- _Your task_
Copy every line below that contains the string "light". Case counts.

━━━━━━

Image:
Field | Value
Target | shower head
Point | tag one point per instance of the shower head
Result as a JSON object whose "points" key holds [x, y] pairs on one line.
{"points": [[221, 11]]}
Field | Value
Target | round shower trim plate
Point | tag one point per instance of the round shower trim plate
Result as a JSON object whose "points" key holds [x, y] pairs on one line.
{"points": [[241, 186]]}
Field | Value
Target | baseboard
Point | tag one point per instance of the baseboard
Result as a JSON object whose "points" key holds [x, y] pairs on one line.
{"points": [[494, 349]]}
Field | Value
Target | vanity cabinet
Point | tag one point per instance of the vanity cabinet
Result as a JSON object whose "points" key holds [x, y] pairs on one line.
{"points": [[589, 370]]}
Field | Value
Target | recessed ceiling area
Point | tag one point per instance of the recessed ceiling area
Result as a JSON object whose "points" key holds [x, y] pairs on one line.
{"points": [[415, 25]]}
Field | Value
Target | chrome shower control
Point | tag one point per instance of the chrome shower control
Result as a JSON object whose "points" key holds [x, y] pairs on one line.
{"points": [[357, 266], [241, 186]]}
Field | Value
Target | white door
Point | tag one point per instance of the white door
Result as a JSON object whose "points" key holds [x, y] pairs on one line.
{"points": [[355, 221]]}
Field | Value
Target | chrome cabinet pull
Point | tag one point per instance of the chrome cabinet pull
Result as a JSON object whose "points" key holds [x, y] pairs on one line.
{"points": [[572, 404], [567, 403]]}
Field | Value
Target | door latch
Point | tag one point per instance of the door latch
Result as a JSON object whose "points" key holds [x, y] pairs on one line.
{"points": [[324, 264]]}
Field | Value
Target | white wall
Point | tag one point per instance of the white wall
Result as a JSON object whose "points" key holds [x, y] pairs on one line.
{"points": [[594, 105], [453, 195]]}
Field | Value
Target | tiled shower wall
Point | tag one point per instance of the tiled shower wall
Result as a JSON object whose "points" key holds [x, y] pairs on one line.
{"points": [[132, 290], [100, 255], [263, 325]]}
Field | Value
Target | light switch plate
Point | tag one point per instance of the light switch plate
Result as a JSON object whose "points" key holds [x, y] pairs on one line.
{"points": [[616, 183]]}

━━━━━━

- _The reply_
Target | light switch plate
Point | tag one point per instance of the light switch plate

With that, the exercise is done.